*課題*
無印良品の海外戦略を紹介する文章では、売り上げに対する家賃の比率を何%以下に抑えるとしていますか。

*選んだ文章*
こんにちは、土井英司です。
ニューヨークに毎月行っているので、海外進出で成功している企業、苦戦している企業は、ひと目でわかります。
華やかに店舗展開しながら、意外と買われていないユニクロをはじめ、お店が閑散としている日本企業は、意外と多いのです。
やはり海外には海外の事情があり、それぞれの地域の特徴がある。
そこをとらえて成功している企業に学ぶのが、成功への一番の近道でしょう。
本日ご紹介するのは、海外進出を始めて24年、その間、25カ所、301店舗を出店し、すっかりブランドを確立した無印良品(海外ではMUJI)の海外戦略をまとめた一冊です。
著者は、ベストセラー『無印良品は、仕組みが9割』の著者であり、株式会社良品計画前会長の松井忠三さん。
※参考:『無印良品は、仕組みが9割』
当事者ならではの生々しい言葉で、赤字続きの11年間、中国で偽造品と闘った日々を振り返り、さらに飛躍したきっかけ、海外で成功する秘訣を語っています。
- 現地の事業者に完全に任せてしまう方式だと目が行き届かなくなる
- 売り上げに対する家賃の比率を15%以下に抑える
- その国の首都か主要都市の、比較的いい場所に出店すること
など、ほかの企業でも応用できる考え方が示されており、海外進出の参考になること、間違いなしです。

*行の一覧*
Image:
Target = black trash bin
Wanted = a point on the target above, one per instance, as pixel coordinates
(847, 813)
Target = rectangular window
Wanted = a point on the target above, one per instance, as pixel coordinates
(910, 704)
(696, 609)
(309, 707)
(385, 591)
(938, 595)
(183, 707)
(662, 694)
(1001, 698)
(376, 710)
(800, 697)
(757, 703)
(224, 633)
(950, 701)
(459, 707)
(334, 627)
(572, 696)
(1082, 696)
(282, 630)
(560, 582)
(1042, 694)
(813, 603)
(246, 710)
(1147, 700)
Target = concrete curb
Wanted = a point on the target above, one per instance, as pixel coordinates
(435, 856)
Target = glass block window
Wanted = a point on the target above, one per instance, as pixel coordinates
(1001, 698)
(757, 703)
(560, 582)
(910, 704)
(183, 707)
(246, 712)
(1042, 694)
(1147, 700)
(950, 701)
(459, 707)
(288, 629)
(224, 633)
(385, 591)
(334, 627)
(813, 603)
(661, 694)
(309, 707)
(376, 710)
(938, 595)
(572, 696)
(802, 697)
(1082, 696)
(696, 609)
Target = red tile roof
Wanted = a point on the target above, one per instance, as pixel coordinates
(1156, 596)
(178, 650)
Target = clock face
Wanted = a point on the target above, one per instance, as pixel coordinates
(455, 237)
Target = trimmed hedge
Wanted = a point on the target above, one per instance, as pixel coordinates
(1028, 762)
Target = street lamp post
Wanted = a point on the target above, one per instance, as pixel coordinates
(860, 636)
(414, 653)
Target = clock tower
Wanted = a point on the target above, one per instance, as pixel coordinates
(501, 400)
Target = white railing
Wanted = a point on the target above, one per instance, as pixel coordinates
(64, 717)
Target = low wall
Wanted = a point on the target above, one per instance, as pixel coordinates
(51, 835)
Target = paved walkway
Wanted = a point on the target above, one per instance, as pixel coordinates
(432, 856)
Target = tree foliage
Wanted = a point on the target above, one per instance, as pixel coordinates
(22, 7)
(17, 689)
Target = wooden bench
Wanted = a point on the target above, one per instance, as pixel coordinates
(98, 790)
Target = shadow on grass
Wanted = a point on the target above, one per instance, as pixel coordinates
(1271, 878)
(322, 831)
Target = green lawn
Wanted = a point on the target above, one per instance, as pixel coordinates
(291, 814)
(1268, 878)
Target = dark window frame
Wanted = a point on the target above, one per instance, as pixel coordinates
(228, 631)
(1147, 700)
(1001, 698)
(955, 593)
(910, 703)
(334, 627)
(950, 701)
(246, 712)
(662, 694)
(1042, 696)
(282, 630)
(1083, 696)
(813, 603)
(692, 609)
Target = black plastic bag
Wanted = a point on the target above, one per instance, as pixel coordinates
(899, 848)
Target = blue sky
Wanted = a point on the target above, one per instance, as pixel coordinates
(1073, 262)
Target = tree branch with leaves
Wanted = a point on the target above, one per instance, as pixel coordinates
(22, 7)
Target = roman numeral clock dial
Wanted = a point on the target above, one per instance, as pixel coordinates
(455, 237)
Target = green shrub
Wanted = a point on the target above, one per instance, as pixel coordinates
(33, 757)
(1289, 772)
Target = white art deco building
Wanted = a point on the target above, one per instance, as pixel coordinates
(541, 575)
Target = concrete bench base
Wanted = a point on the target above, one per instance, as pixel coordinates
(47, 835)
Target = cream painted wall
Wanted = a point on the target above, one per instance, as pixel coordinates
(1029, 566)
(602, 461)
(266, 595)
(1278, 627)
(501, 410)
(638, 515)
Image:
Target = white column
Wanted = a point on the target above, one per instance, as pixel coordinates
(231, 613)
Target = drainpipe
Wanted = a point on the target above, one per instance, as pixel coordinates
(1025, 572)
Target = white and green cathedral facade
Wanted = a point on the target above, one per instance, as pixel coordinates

*解答*
15%以下です。